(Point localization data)
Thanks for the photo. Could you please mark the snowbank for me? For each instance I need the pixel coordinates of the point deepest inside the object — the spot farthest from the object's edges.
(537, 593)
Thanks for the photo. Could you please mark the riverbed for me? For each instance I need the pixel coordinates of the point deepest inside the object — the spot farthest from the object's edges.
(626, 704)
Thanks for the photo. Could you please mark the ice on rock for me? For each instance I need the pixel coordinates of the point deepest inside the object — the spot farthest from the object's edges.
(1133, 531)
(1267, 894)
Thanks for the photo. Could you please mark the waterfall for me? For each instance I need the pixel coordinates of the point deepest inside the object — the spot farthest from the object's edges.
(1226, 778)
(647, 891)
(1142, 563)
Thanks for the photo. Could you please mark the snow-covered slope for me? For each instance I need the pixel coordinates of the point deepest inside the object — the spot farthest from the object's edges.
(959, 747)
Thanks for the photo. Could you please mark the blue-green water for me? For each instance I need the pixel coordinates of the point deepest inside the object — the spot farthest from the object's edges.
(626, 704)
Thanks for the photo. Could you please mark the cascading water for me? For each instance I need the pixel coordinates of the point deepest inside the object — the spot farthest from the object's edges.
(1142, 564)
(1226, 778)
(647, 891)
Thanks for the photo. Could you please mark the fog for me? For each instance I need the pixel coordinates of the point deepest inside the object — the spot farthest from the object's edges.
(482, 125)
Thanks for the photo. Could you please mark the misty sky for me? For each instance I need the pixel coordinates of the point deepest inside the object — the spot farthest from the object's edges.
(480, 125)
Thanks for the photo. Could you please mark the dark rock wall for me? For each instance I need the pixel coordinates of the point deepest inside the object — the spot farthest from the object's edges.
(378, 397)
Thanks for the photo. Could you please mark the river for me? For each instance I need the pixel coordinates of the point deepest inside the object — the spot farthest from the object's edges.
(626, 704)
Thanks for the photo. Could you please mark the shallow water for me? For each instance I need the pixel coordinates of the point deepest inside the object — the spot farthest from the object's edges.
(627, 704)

## ASSIGNMENT
Your answer must be every record above, set down exactly as written.

## RESPONSE BOX
Thanks for the photo. Could you please mark the snowbank for me? For each instance I need the pixel coordinates of the point deepest inside the object — the spot farthest from the object's edges.
(537, 593)
Thanks for the photo. Could you please mark the riverbed for me? For each instance I need the pixel coordinates of the point deepest inside the object — the spot farthest from the object's edges.
(626, 704)
Thanks for the photo. Could you please mark the ice on rock for me? For each instance I need the pixel coordinates of the point deepest inside the object — the spot farthest from the object's edges.
(1133, 531)
(1267, 894)
Thanks for the photo. Could you please mark the waterfall for me? For each instance I need the pixel coordinates of the point deepest inside the object — the spot farthest from the object's edges.
(1226, 778)
(647, 891)
(1142, 563)
Thanks for the photo. Could you please mark the snow-covered slope for me? For each instance I need the pixel coordinates of the point deepest inside the object — the spot farthest from the object's edges.
(959, 747)
Thanks for the photo. Could you please mark the blue-green water for me? For each instance I need the pixel coordinates of the point deepest inside the object — the spot farthest from the object's edges.
(626, 704)
Thanks for the photo. Could you please mark the cascading water for me? For each instance I need the pixel coordinates of the point deepest inside the object — the spot farthest from the object's edges.
(1142, 564)
(1226, 778)
(647, 891)
Thanks for the photo. Could you please mark the fog for me? For each instance I need the pixel coordinates of the point deepest inside the object — the spot farthest from the object's edges.
(482, 125)
Thanks for the photo. Could you please mark the misty sky for me? For each instance I need the pixel coordinates of the point deepest inside the object — the spot farthest from the object's edges.
(480, 125)
Thanks for the photo. Could you please mark the dark rock wall for me? For each instance I need the pixel coordinates of the point deepest inside the object — the spot farthest from the object's edges.
(378, 397)
Thanks for the photo. Could you please mark the river for me? For each instance I need the pixel coordinates of the point deepest inside the object — the spot farthest from the object's edges.
(626, 704)
Thanks for the photo. Could you please mark the shallow water for me? For each instance I need the pixel coordinates of the point deepest inside the object — the spot farthest from the object's edges.
(627, 704)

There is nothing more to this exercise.